--- What to do ---
Nothing in the entries may change when you repeat them, and no images may appear.
==================================================
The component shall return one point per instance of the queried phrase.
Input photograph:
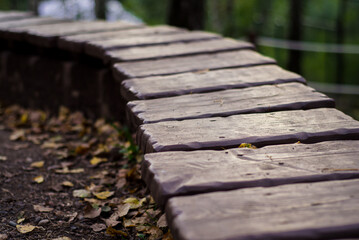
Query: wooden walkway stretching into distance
(193, 98)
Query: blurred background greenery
(317, 39)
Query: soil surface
(66, 177)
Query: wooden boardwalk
(194, 98)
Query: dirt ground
(66, 177)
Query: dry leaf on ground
(38, 179)
(104, 195)
(98, 227)
(81, 193)
(38, 164)
(39, 208)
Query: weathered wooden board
(260, 129)
(323, 210)
(175, 50)
(13, 15)
(160, 67)
(267, 98)
(100, 47)
(46, 35)
(170, 174)
(205, 81)
(75, 43)
(29, 22)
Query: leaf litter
(93, 182)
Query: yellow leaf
(17, 135)
(81, 193)
(67, 184)
(20, 220)
(38, 164)
(134, 202)
(104, 195)
(39, 208)
(114, 232)
(94, 161)
(25, 228)
(247, 145)
(38, 179)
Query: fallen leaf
(162, 223)
(155, 233)
(3, 236)
(104, 195)
(90, 212)
(39, 208)
(134, 202)
(38, 164)
(67, 184)
(38, 179)
(66, 170)
(18, 135)
(114, 232)
(25, 228)
(81, 193)
(95, 161)
(98, 227)
(62, 238)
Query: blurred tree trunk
(34, 6)
(187, 14)
(100, 9)
(340, 37)
(295, 33)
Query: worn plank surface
(171, 174)
(205, 81)
(12, 15)
(76, 43)
(46, 35)
(175, 50)
(324, 210)
(260, 129)
(233, 59)
(98, 48)
(267, 98)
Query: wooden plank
(13, 15)
(260, 129)
(205, 81)
(75, 43)
(160, 67)
(46, 35)
(99, 48)
(268, 98)
(170, 174)
(175, 50)
(324, 210)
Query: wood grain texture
(76, 43)
(175, 50)
(46, 35)
(160, 67)
(324, 210)
(205, 81)
(100, 47)
(13, 15)
(267, 98)
(170, 174)
(260, 129)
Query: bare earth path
(48, 160)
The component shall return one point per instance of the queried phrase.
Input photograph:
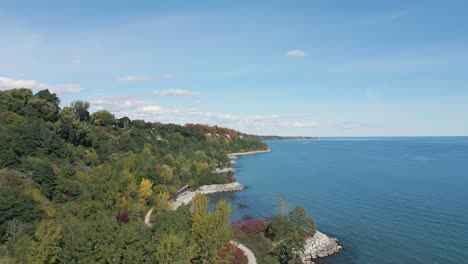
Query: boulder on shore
(319, 246)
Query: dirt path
(247, 252)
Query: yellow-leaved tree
(210, 231)
(162, 204)
(145, 190)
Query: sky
(291, 68)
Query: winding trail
(187, 197)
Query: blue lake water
(388, 200)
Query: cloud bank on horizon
(312, 69)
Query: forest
(75, 187)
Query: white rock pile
(187, 197)
(319, 246)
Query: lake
(388, 200)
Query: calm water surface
(389, 200)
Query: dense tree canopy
(75, 186)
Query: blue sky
(317, 68)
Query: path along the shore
(187, 197)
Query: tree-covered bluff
(75, 185)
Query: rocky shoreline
(319, 246)
(187, 197)
(235, 155)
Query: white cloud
(168, 76)
(152, 109)
(295, 53)
(298, 124)
(134, 78)
(174, 92)
(7, 83)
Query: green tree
(145, 190)
(15, 205)
(80, 108)
(46, 248)
(210, 231)
(166, 173)
(172, 248)
(103, 118)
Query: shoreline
(187, 197)
(236, 154)
(318, 246)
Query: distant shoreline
(234, 155)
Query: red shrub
(234, 254)
(122, 217)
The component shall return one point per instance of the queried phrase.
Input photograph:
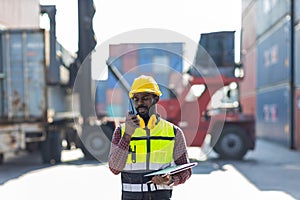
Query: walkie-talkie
(132, 110)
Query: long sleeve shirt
(119, 152)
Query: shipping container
(273, 60)
(160, 57)
(130, 61)
(297, 119)
(34, 115)
(270, 12)
(249, 27)
(101, 87)
(219, 46)
(22, 76)
(116, 110)
(273, 113)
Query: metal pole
(292, 79)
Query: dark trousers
(156, 195)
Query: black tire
(233, 143)
(94, 142)
(51, 148)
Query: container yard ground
(271, 171)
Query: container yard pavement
(270, 172)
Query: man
(147, 143)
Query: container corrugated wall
(269, 12)
(273, 113)
(23, 75)
(273, 50)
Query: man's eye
(145, 98)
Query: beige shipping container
(19, 14)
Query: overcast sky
(113, 17)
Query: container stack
(162, 61)
(267, 48)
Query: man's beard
(144, 115)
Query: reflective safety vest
(149, 150)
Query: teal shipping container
(273, 113)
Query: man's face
(143, 103)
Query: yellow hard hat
(144, 84)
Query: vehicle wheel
(233, 143)
(94, 143)
(51, 148)
(1, 158)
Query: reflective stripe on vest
(144, 187)
(151, 149)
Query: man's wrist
(127, 137)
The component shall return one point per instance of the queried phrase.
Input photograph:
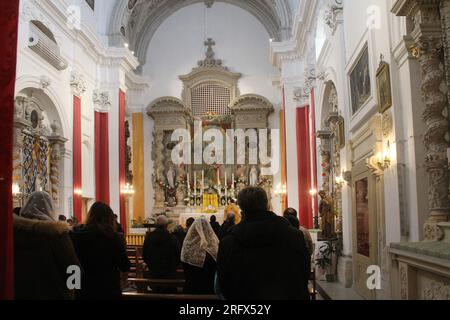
==================================================
--- Answer for this exercise ---
The component shall return one point per instance of the queried phrase.
Input photograph:
Query: wooden walkway stretching into distance
(193, 98)
Query: blurred background greenery
(317, 39)
Query: soil surface
(66, 177)
Query: wooden boardwalk
(194, 98)
Query: dirt ground
(66, 177)
Query: dry leaf on ground
(38, 179)
(104, 195)
(98, 227)
(81, 193)
(38, 164)
(39, 208)
Query: weathered wooden board
(260, 129)
(323, 210)
(175, 50)
(13, 15)
(160, 67)
(267, 98)
(100, 47)
(46, 35)
(170, 174)
(205, 81)
(75, 43)
(29, 22)
Query: leaf litter
(93, 182)
Query: yellow leaf
(17, 135)
(81, 193)
(67, 184)
(20, 220)
(38, 164)
(134, 202)
(104, 195)
(39, 208)
(114, 232)
(94, 161)
(25, 228)
(247, 145)
(38, 179)
Query: fallen leaf
(162, 223)
(155, 233)
(3, 236)
(104, 195)
(90, 212)
(39, 208)
(134, 202)
(38, 164)
(67, 184)
(38, 179)
(66, 170)
(18, 135)
(114, 232)
(25, 228)
(81, 193)
(95, 161)
(98, 227)
(62, 238)
Query: blurred tree trunk
(34, 6)
(187, 14)
(100, 9)
(340, 37)
(295, 33)
Query: worn plank surface
(171, 174)
(205, 81)
(12, 15)
(76, 43)
(46, 35)
(175, 50)
(324, 210)
(260, 129)
(233, 59)
(98, 48)
(267, 98)
Query: wooden plank
(13, 15)
(260, 129)
(205, 81)
(75, 43)
(160, 67)
(46, 35)
(99, 48)
(268, 98)
(170, 174)
(175, 50)
(324, 210)
Query: wood grain texture
(76, 43)
(175, 50)
(46, 35)
(160, 67)
(324, 210)
(205, 81)
(100, 47)
(13, 15)
(267, 98)
(170, 174)
(260, 129)
Query: bare earth path
(48, 160)
The component shall return one point per instance of the queried phrase.
Input photograph:
Query: boulder on shore
(319, 246)
Query: dirt path
(247, 252)
Query: yellow-leaved tree
(210, 231)
(162, 204)
(145, 190)
Query: sky
(291, 68)
Query: winding trail
(187, 197)
Query: blue lake water
(388, 200)
Query: cloud bank on horizon
(312, 69)
Query: forest
(75, 187)
Query: white rock pile
(187, 197)
(319, 246)
Query: lake
(388, 200)
Query: calm water surface
(389, 200)
Query: dense tree canopy
(75, 186)
Query: blue sky
(317, 68)
Query: path along the shore
(187, 197)
Query: tree-covered bluff
(75, 185)
Query: rocky shoreline
(319, 246)
(187, 197)
(235, 155)
Query: white cloud
(168, 76)
(152, 109)
(295, 53)
(298, 124)
(134, 78)
(174, 92)
(7, 83)
Query: green tree
(145, 190)
(15, 205)
(80, 108)
(46, 248)
(210, 231)
(166, 173)
(172, 248)
(103, 118)
Query: shoreline
(187, 197)
(236, 154)
(318, 246)
Query: distant shoreline
(234, 155)
Query: red shrub
(234, 254)
(122, 217)
The component shall return one point per instance of the queried phrase.
Input photograph:
Query: walkie-talkie
(132, 110)
Query: long sleeve shirt
(119, 152)
Query: shipping container
(273, 60)
(160, 57)
(130, 61)
(297, 119)
(34, 115)
(270, 12)
(249, 27)
(101, 87)
(219, 46)
(22, 76)
(116, 110)
(273, 113)
Query: metal pole
(292, 79)
Query: dark trousers
(156, 195)
Query: black tire
(233, 143)
(94, 142)
(51, 148)
Query: container yard ground
(271, 171)
Query: container yard pavement
(270, 172)
Query: man
(147, 143)
Query: container corrugated wall
(269, 12)
(273, 113)
(23, 75)
(273, 50)
Query: man's eye
(145, 98)
Query: beige shipping container
(19, 14)
Query: overcast sky
(113, 17)
Query: container stack
(162, 61)
(267, 48)
Query: man's beard
(144, 115)
Query: reflective safety vest
(149, 150)
Query: teal shipping container
(273, 113)
Query: man's face
(143, 103)
Query: yellow hard hat
(144, 84)
Query: vehicle wheel
(233, 143)
(94, 143)
(51, 148)
(1, 158)
Query: reflective stripe on vest
(144, 187)
(151, 149)
Query: man's wrist
(127, 137)
The component shall return one point per instance of the queried phrase.
Input photograph:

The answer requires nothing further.